___ Input records
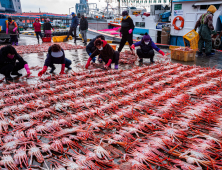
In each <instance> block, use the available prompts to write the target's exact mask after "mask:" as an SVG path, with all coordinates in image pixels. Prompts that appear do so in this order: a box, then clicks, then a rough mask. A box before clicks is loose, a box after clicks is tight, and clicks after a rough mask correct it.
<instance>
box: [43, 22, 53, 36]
mask: <svg viewBox="0 0 222 170" xmlns="http://www.w3.org/2000/svg"><path fill="white" fill-rule="evenodd" d="M51 29H53V31H54V28H53V27H52V24H51V23H50V19H49V18H47V19H46V22H45V23H44V25H43V31H44V33H45V37H51V35H52V31H51Z"/></svg>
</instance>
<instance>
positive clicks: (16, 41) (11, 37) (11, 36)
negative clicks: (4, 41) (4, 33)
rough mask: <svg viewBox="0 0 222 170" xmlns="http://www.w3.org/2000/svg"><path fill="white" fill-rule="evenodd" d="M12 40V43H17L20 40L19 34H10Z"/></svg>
mask: <svg viewBox="0 0 222 170" xmlns="http://www.w3.org/2000/svg"><path fill="white" fill-rule="evenodd" d="M10 42H11V43H17V42H18V37H17V35H10Z"/></svg>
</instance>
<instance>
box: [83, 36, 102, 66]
mask: <svg viewBox="0 0 222 170" xmlns="http://www.w3.org/2000/svg"><path fill="white" fill-rule="evenodd" d="M97 39H101V40H105V37H104V36H103V35H98V36H97V37H96V38H94V39H92V40H91V41H90V43H89V44H88V45H87V46H86V52H87V53H88V55H89V56H91V54H92V53H93V52H94V51H95V50H96V47H95V45H94V42H95V41H96V40H97ZM92 61H93V62H94V63H95V62H96V57H94V58H93V59H92ZM99 62H100V63H102V59H101V57H99Z"/></svg>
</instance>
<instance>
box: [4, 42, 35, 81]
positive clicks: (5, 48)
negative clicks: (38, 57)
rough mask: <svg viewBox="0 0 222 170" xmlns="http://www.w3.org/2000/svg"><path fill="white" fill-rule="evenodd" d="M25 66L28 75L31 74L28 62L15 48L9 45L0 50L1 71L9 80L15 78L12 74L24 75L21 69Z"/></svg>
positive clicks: (25, 68) (14, 74)
mask: <svg viewBox="0 0 222 170" xmlns="http://www.w3.org/2000/svg"><path fill="white" fill-rule="evenodd" d="M23 68H25V69H26V71H27V76H29V75H30V74H31V72H30V69H29V66H28V64H27V62H26V61H25V60H24V59H23V58H22V57H21V56H20V55H19V54H18V53H17V51H16V50H15V48H14V47H13V46H11V45H7V46H5V47H3V48H1V50H0V73H1V74H4V75H5V79H6V80H7V81H10V80H13V78H12V77H11V75H17V76H22V74H20V73H18V71H19V70H21V69H23Z"/></svg>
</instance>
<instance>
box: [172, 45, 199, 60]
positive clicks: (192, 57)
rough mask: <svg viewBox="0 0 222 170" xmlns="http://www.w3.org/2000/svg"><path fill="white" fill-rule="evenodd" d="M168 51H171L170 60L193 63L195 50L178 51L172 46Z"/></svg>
mask: <svg viewBox="0 0 222 170" xmlns="http://www.w3.org/2000/svg"><path fill="white" fill-rule="evenodd" d="M181 48H185V47H181ZM170 50H171V59H173V60H179V61H194V60H195V55H196V51H197V50H192V51H184V50H178V48H177V46H172V47H171V49H170Z"/></svg>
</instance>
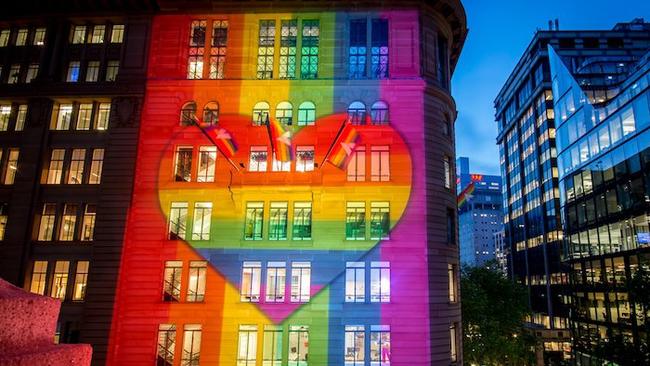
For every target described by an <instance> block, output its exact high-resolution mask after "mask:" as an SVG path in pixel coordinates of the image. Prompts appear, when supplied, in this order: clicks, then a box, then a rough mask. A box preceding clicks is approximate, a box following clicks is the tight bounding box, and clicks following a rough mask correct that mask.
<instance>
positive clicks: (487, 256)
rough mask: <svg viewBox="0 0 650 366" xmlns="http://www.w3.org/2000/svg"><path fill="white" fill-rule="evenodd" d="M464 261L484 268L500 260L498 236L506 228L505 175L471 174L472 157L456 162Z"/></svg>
mask: <svg viewBox="0 0 650 366" xmlns="http://www.w3.org/2000/svg"><path fill="white" fill-rule="evenodd" d="M456 176H457V178H456V182H457V189H456V191H457V192H459V193H458V242H459V244H460V262H461V264H463V265H468V266H472V267H481V266H484V265H485V264H486V263H487V262H490V261H494V260H495V259H496V248H495V245H494V244H495V243H494V234H495V233H497V232H499V231H502V229H503V207H501V203H502V198H501V176H498V175H485V174H475V173H470V169H469V158H466V157H461V158H458V160H457V161H456Z"/></svg>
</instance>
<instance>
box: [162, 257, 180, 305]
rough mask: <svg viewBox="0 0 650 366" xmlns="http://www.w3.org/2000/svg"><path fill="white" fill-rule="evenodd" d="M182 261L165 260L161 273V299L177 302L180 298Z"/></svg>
mask: <svg viewBox="0 0 650 366" xmlns="http://www.w3.org/2000/svg"><path fill="white" fill-rule="evenodd" d="M182 273H183V262H181V261H166V262H165V272H164V273H163V301H172V302H179V301H180V299H181V276H182Z"/></svg>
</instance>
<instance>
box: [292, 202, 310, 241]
mask: <svg viewBox="0 0 650 366" xmlns="http://www.w3.org/2000/svg"><path fill="white" fill-rule="evenodd" d="M291 238H292V239H293V240H311V202H294V204H293V232H292V237H291Z"/></svg>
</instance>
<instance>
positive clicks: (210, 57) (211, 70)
mask: <svg viewBox="0 0 650 366" xmlns="http://www.w3.org/2000/svg"><path fill="white" fill-rule="evenodd" d="M227 43H228V21H227V20H215V21H214V22H213V23H212V47H211V48H210V79H223V78H224V69H225V66H226V50H227V48H226V47H227Z"/></svg>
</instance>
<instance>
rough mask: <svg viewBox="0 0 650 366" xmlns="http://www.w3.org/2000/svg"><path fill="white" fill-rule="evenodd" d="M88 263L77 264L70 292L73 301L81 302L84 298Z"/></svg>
mask: <svg viewBox="0 0 650 366" xmlns="http://www.w3.org/2000/svg"><path fill="white" fill-rule="evenodd" d="M88 266H89V262H88V261H79V262H77V271H76V273H75V277H74V288H73V291H72V300H73V301H83V300H84V299H85V298H86V285H87V284H88Z"/></svg>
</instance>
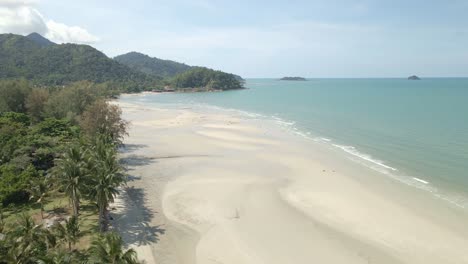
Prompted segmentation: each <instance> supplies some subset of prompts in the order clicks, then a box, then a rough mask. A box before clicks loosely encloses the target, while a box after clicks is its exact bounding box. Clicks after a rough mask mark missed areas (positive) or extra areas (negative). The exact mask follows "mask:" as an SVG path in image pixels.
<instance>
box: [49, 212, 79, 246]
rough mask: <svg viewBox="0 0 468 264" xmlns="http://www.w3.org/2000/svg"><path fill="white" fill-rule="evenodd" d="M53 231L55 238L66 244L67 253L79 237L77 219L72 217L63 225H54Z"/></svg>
mask: <svg viewBox="0 0 468 264" xmlns="http://www.w3.org/2000/svg"><path fill="white" fill-rule="evenodd" d="M53 231H54V233H55V234H56V235H57V237H59V238H60V239H62V240H64V241H65V242H67V243H68V251H71V249H72V245H73V246H74V245H75V244H76V242H78V240H79V238H80V236H81V231H80V225H79V223H78V217H77V216H72V217H70V219H68V220H65V225H62V224H60V223H57V224H55V225H54V226H53Z"/></svg>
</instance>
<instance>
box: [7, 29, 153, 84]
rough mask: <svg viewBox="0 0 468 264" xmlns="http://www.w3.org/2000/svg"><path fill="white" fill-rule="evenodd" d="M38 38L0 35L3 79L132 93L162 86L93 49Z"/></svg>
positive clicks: (36, 34) (140, 73) (94, 48)
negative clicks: (22, 79)
mask: <svg viewBox="0 0 468 264" xmlns="http://www.w3.org/2000/svg"><path fill="white" fill-rule="evenodd" d="M37 35H39V34H34V35H33V36H31V35H29V36H28V37H23V36H20V35H14V34H0V58H1V60H0V78H8V79H12V78H26V79H28V80H31V81H32V82H33V83H36V84H40V85H64V84H67V83H71V82H76V81H81V80H88V81H92V82H96V83H103V82H113V83H115V84H118V85H120V86H122V87H125V88H128V89H129V90H132V91H137V90H141V89H150V88H153V87H156V86H157V85H159V83H160V80H161V78H157V77H154V76H150V75H147V74H144V73H142V72H139V71H136V70H132V69H130V68H129V67H127V66H125V65H122V64H120V63H118V62H117V61H114V60H112V59H110V58H108V57H107V56H106V55H104V54H103V53H102V52H100V51H98V50H96V49H95V48H93V47H91V46H88V45H78V44H60V45H57V44H54V43H52V42H50V43H49V42H47V41H48V40H47V39H45V38H43V37H42V36H40V35H39V36H37ZM39 37H40V38H39Z"/></svg>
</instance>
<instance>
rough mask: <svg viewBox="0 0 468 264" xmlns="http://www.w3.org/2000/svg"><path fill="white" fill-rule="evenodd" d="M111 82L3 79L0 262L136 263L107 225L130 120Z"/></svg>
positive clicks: (0, 188) (121, 241) (0, 123)
mask: <svg viewBox="0 0 468 264" xmlns="http://www.w3.org/2000/svg"><path fill="white" fill-rule="evenodd" d="M107 88H109V84H94V83H91V82H88V81H81V82H76V83H71V84H68V85H66V86H64V87H56V86H54V87H43V86H41V87H37V86H35V85H32V84H31V83H29V82H27V81H25V80H7V81H0V92H2V93H3V92H5V93H6V94H7V95H8V96H6V97H5V96H3V94H2V96H1V97H0V107H1V108H0V263H2V264H3V263H137V257H136V253H135V252H134V251H133V250H132V249H125V247H124V243H123V241H122V239H121V238H120V237H119V236H118V234H115V233H109V234H108V233H107V230H108V224H109V220H108V219H109V215H108V211H109V210H108V207H109V204H110V203H111V202H113V200H114V198H115V196H116V195H117V194H118V192H119V189H120V187H122V186H123V185H124V184H125V182H126V176H125V170H124V168H123V167H122V165H121V164H120V162H119V159H118V153H117V148H118V146H119V145H120V144H121V142H122V139H123V137H124V136H125V135H126V132H127V125H128V124H127V123H126V122H125V121H124V120H123V119H122V118H121V111H120V109H119V108H118V107H117V106H116V105H113V104H111V103H109V102H108V101H107V100H108V98H109V97H112V96H113V95H115V92H114V91H112V90H106V89H107ZM108 261H110V262H108Z"/></svg>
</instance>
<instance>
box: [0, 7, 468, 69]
mask: <svg viewBox="0 0 468 264" xmlns="http://www.w3.org/2000/svg"><path fill="white" fill-rule="evenodd" d="M467 14H468V0H445V1H435V0H426V1H422V0H412V1H403V0H394V1H390V0H389V1H379V0H347V1H345V0H327V1H318V0H308V1H307V0H300V1H299V0H289V1H278V0H270V1H263V0H236V1H232V0H230V1H224V0H153V1H150V0H132V1H120V0H114V1H108V0H101V1H95V0H80V1H76V0H75V1H68V0H23V1H18V0H0V33H16V34H23V35H24V34H28V33H31V32H38V33H40V34H42V35H44V36H46V37H47V38H49V39H51V40H52V41H55V42H57V43H66V42H74V43H82V44H89V45H92V46H94V47H96V48H97V49H99V50H100V51H102V52H104V53H105V54H106V55H108V56H109V57H114V56H116V55H120V54H123V53H127V52H130V51H138V52H142V53H145V54H147V55H150V56H152V57H158V58H162V59H171V60H175V61H179V62H184V63H187V64H189V65H199V66H207V67H210V68H214V69H218V70H223V71H227V72H232V73H235V74H239V75H241V76H243V77H245V78H253V77H281V76H304V77H310V78H313V77H324V78H327V77H329V78H360V77H406V76H409V75H413V74H416V75H419V76H422V77H468V15H467Z"/></svg>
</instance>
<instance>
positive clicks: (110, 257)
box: [89, 232, 139, 264]
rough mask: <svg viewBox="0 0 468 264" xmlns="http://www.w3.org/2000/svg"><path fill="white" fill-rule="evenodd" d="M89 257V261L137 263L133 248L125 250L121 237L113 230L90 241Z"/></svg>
mask: <svg viewBox="0 0 468 264" xmlns="http://www.w3.org/2000/svg"><path fill="white" fill-rule="evenodd" d="M89 258H90V260H91V263H109V264H137V263H139V262H138V259H137V254H136V252H135V250H133V249H127V250H125V248H124V245H123V240H122V238H121V237H120V236H119V235H118V234H116V233H114V232H110V233H106V234H104V235H101V236H100V237H99V238H97V239H96V240H94V241H93V242H92V244H91V247H90V249H89Z"/></svg>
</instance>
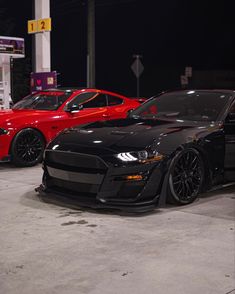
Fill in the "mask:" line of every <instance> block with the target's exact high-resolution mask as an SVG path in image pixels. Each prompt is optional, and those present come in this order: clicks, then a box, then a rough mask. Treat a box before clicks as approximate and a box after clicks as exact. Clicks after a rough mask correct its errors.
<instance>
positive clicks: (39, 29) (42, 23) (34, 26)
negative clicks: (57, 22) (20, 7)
mask: <svg viewBox="0 0 235 294" xmlns="http://www.w3.org/2000/svg"><path fill="white" fill-rule="evenodd" d="M50 31H51V18H43V19H38V20H29V21H28V33H29V34H36V33H43V32H50Z"/></svg>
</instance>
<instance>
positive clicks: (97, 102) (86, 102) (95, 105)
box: [83, 94, 107, 108]
mask: <svg viewBox="0 0 235 294" xmlns="http://www.w3.org/2000/svg"><path fill="white" fill-rule="evenodd" d="M105 106H107V101H106V95H104V94H99V95H97V96H94V97H93V98H91V99H89V100H88V101H87V102H85V103H84V104H83V108H96V107H105Z"/></svg>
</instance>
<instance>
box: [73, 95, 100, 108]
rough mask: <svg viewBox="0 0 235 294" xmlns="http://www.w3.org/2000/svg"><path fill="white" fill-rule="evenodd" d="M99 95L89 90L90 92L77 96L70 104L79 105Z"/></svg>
mask: <svg viewBox="0 0 235 294" xmlns="http://www.w3.org/2000/svg"><path fill="white" fill-rule="evenodd" d="M96 95H97V93H94V92H88V93H82V94H79V95H78V96H76V97H75V98H74V99H73V100H72V101H71V102H70V103H69V106H70V107H71V106H74V107H75V106H78V105H80V104H82V103H84V102H86V101H87V100H90V99H92V98H93V97H95V96H96Z"/></svg>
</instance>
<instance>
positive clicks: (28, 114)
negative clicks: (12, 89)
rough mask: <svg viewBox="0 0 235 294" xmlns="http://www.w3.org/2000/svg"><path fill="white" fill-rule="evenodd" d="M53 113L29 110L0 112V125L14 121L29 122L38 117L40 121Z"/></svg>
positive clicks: (37, 110)
mask: <svg viewBox="0 0 235 294" xmlns="http://www.w3.org/2000/svg"><path fill="white" fill-rule="evenodd" d="M53 114H54V111H46V110H31V109H22V110H18V109H6V110H1V111H0V125H1V124H2V123H6V122H12V121H14V120H22V121H28V120H29V121H31V120H34V119H36V118H38V117H40V119H42V118H46V117H52V116H53Z"/></svg>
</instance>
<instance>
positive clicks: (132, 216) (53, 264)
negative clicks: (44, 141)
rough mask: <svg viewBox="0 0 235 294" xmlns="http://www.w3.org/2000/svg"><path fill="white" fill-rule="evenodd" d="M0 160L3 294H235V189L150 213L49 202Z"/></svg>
mask: <svg viewBox="0 0 235 294" xmlns="http://www.w3.org/2000/svg"><path fill="white" fill-rule="evenodd" d="M41 175H42V172H41V167H40V166H37V167H33V168H22V169H20V168H14V167H12V166H11V165H10V164H2V165H0V294H21V293H22V294H32V293H33V294H39V293H40V294H41V293H42V294H54V293H56V294H75V293H76V294H83V293H84V294H86V293H89V294H90V293H91V294H129V293H135V294H178V293H179V294H226V293H235V273H234V270H235V262H234V258H235V231H234V230H235V226H234V219H235V187H234V186H233V187H230V188H227V189H224V190H221V191H216V192H211V193H207V194H205V195H203V196H202V197H201V198H200V199H199V200H198V201H196V202H195V203H194V204H192V205H189V206H184V207H174V206H171V207H166V208H164V209H156V210H155V211H154V212H153V213H150V214H144V215H135V214H129V215H128V214H122V213H113V212H111V211H107V210H106V211H94V210H86V209H72V208H69V207H64V206H62V205H58V204H57V205H56V204H50V203H45V202H43V201H42V200H41V199H39V198H38V195H37V193H36V192H35V191H34V188H35V187H36V186H38V185H39V184H40V182H41Z"/></svg>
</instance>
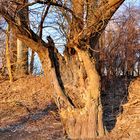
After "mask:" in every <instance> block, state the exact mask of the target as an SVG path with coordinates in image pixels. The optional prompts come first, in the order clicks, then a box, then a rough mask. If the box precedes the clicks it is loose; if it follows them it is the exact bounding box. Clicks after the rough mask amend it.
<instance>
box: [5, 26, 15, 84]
mask: <svg viewBox="0 0 140 140" xmlns="http://www.w3.org/2000/svg"><path fill="white" fill-rule="evenodd" d="M9 41H10V27H9V25H8V27H7V32H6V64H7V70H8V74H9V79H10V82H12V81H13V76H12V70H11V60H10V52H9Z"/></svg>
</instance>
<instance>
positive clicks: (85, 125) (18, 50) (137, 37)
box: [0, 0, 140, 139]
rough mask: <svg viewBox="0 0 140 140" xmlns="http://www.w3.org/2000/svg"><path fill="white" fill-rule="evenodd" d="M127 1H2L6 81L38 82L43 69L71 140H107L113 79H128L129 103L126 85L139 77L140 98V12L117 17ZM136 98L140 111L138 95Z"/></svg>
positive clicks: (1, 42)
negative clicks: (105, 100)
mask: <svg viewBox="0 0 140 140" xmlns="http://www.w3.org/2000/svg"><path fill="white" fill-rule="evenodd" d="M123 2H124V0H0V80H1V81H5V80H8V81H9V82H10V84H11V85H12V84H14V82H15V81H17V80H18V79H22V77H29V76H31V75H32V76H33V77H34V76H36V74H35V73H34V71H35V64H36V63H41V65H42V67H41V68H40V70H41V72H40V75H41V76H42V77H43V80H44V81H43V82H42V81H40V82H41V83H42V84H43V86H44V88H45V90H44V92H46V93H48V91H49V92H50V93H51V96H50V98H52V99H53V101H54V102H55V104H56V106H57V109H58V113H59V116H60V119H61V123H62V126H63V129H64V132H65V135H67V137H68V138H70V139H96V138H103V137H105V136H106V135H108V132H107V130H106V128H105V125H104V122H103V120H104V115H103V110H104V109H103V108H104V107H103V105H104V103H103V101H102V100H103V98H101V94H102V93H107V92H106V90H107V89H108V87H109V86H110V87H111V84H112V82H113V80H114V81H115V79H121V78H123V79H124V81H123V82H122V83H123V84H124V87H125V88H124V92H125V93H126V96H127V95H128V91H127V89H128V85H129V83H127V82H128V81H129V82H130V81H131V80H132V79H133V78H136V77H138V78H137V81H136V82H134V85H135V83H136V89H137V91H136V93H135V94H138V93H139V92H140V91H139V90H140V88H139V86H138V85H139V81H140V80H139V75H140V40H139V36H140V34H139V32H140V28H139V26H140V24H139V22H140V16H139V15H140V11H139V9H138V8H137V7H135V6H130V7H129V6H128V7H127V6H124V7H125V8H124V10H123V12H122V13H121V12H119V11H117V10H118V8H119V7H120V6H121V5H122V4H123ZM116 11H117V12H118V13H117V14H116V15H114V13H115V12H116ZM35 54H37V55H38V57H39V59H40V62H35V61H36V60H35ZM118 81H119V80H118ZM137 82H138V83H137ZM29 83H30V82H29ZM27 84H28V83H27ZM36 84H38V83H36ZM116 84H117V82H116ZM123 84H122V87H123ZM112 85H113V84H112ZM130 85H131V86H130V88H129V91H130V93H131V92H133V91H134V90H135V89H133V88H134V87H132V85H133V83H131V84H130ZM23 86H24V85H23ZM34 86H35V85H34ZM120 87H121V86H120ZM30 88H32V87H30ZM38 88H39V87H38ZM116 92H117V93H118V92H119V91H116ZM132 95H133V94H132ZM108 96H110V94H109V95H108ZM111 96H112V95H111ZM136 98H137V99H136V101H137V102H135V103H136V104H137V105H139V101H140V100H139V94H138V96H136ZM125 99H126V98H125ZM131 99H132V96H131V97H130V101H131ZM133 101H134V99H133ZM120 104H121V103H120ZM124 108H125V107H124ZM137 112H139V110H138V109H137ZM120 113H121V111H120ZM128 121H129V120H128ZM117 126H118V123H117ZM118 128H120V127H118ZM113 133H119V129H118V131H117V132H116V131H114V132H113Z"/></svg>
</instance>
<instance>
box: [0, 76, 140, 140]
mask: <svg viewBox="0 0 140 140" xmlns="http://www.w3.org/2000/svg"><path fill="white" fill-rule="evenodd" d="M125 80H126V79H124V78H122V79H121V80H120V79H115V80H114V81H113V82H112V81H111V80H110V81H108V83H107V82H106V87H105V90H103V91H102V104H103V111H104V125H105V126H106V129H107V131H109V132H110V133H108V135H107V136H106V137H104V138H101V140H104V139H106V140H117V139H118V140H121V139H122V140H138V139H139V138H140V78H137V80H136V81H135V82H131V84H130V87H129V95H128V93H127V91H126V90H127V89H126V88H127V85H126V84H125V83H126V82H125ZM46 83H47V81H46V79H44V78H43V77H32V76H28V77H23V78H20V79H18V80H17V81H14V82H13V83H9V82H8V81H4V82H0V140H55V139H56V140H59V139H60V140H63V139H66V138H65V136H64V134H63V128H62V125H61V122H60V117H59V114H58V110H57V107H56V106H55V104H54V101H53V100H52V99H51V98H50V97H51V96H52V93H51V89H50V87H48V86H47V84H46ZM128 83H129V82H128ZM134 87H135V88H134ZM121 113H122V114H121Z"/></svg>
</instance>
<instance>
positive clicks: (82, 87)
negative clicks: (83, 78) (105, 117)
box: [60, 50, 105, 139]
mask: <svg viewBox="0 0 140 140" xmlns="http://www.w3.org/2000/svg"><path fill="white" fill-rule="evenodd" d="M78 58H79V59H78V61H79V62H80V63H79V64H80V65H81V66H80V67H83V68H84V70H85V72H86V73H85V74H86V76H87V77H86V79H83V75H82V74H81V75H77V77H73V78H74V79H83V81H84V84H85V85H86V86H85V87H84V89H83V90H82V91H81V93H80V92H79V93H77V92H76V89H75V88H78V89H80V88H81V89H82V88H83V87H82V86H83V84H82V83H81V82H79V84H78V87H76V85H70V86H72V88H73V89H75V91H71V92H73V93H69V92H67V93H68V94H69V97H70V98H71V99H72V101H73V104H74V105H75V107H73V108H71V109H70V108H68V109H61V110H60V114H61V119H62V123H63V125H64V127H65V130H66V132H67V134H68V136H69V137H70V138H71V139H91V138H92V139H94V138H96V137H97V136H99V137H101V136H103V135H104V134H105V131H104V127H103V123H102V105H101V102H100V77H99V75H98V73H97V71H96V69H95V62H94V60H93V61H91V59H90V57H89V54H88V52H84V51H81V50H79V51H78ZM75 61H76V60H75ZM77 67H78V66H77ZM74 72H75V71H73V73H74ZM62 76H63V75H62ZM75 76H76V75H75ZM79 76H80V77H79ZM73 82H74V81H73ZM69 88H70V87H68V88H67V91H70V89H69ZM78 89H77V90H78ZM65 90H66V89H65ZM74 92H75V93H74ZM76 94H79V96H83V99H82V97H80V98H78V99H76V98H75V99H73V97H72V96H74V95H76ZM80 99H81V100H80ZM77 100H78V101H77ZM81 102H83V104H84V105H81ZM78 104H79V106H81V107H77V106H78Z"/></svg>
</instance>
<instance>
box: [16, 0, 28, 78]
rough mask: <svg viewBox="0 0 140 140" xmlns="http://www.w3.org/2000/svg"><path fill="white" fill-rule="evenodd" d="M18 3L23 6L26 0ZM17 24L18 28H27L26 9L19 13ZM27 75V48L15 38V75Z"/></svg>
mask: <svg viewBox="0 0 140 140" xmlns="http://www.w3.org/2000/svg"><path fill="white" fill-rule="evenodd" d="M19 2H21V3H23V4H25V3H27V2H28V0H20V1H19ZM17 22H18V24H19V25H20V26H23V27H26V28H28V24H29V21H28V7H27V8H24V9H22V10H21V11H20V14H19V17H18V18H17ZM25 74H28V47H27V46H26V45H25V44H24V43H23V42H22V41H21V40H20V39H18V38H17V67H16V75H18V76H22V75H25Z"/></svg>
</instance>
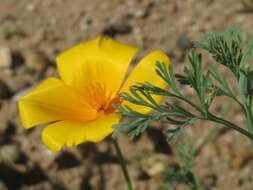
______
_Work required_. Keep to the lines above from the line with "box: [89, 232, 139, 264]" to the line with "positive clicks: (39, 29) (42, 23) (34, 26)", and set down exactly those, inclusive, with nothing else and every picture left out.

_Problem solution_.
box: [89, 232, 139, 264]
rough mask: <svg viewBox="0 0 468 264" xmlns="http://www.w3.org/2000/svg"><path fill="white" fill-rule="evenodd" d="M89 257V261L137 263L133 248L125 250L121 237L113 230L90 241Z"/></svg>
mask: <svg viewBox="0 0 468 264" xmlns="http://www.w3.org/2000/svg"><path fill="white" fill-rule="evenodd" d="M89 258H90V260H91V263H109V264H137V263H139V262H138V259H137V254H136V252H135V250H133V249H127V250H125V248H124V245H123V240H122V238H121V237H120V236H119V235H118V234H116V233H114V232H110V233H106V234H104V235H101V236H100V237H99V238H97V239H96V240H94V241H93V242H92V244H91V247H90V249H89Z"/></svg>
</instance>
Fill in the "mask:" line of every <instance> block with the target's exact high-resolution mask as an SVG path in image pixels. Each prompt is optional, and those present come in this order: clicks, then a box, then a rough mask. Treat a box before clicks as approximate and a box after clicks as exact. Clicks after a rough mask correct its errors.
<instance>
positive clicks: (39, 29) (42, 23) (34, 26)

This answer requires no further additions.